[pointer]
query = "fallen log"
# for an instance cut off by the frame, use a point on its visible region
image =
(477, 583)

════════

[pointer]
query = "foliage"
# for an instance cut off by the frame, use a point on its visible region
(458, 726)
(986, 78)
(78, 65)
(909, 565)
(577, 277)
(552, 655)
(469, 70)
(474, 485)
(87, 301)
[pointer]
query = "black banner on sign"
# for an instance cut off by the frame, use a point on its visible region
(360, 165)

════════

• **Exercise aim**
Gather all lines from the records above in which "query" appears.

• **Response area**
query = "fallen log"
query = "foliage"
query = "black banner on sign"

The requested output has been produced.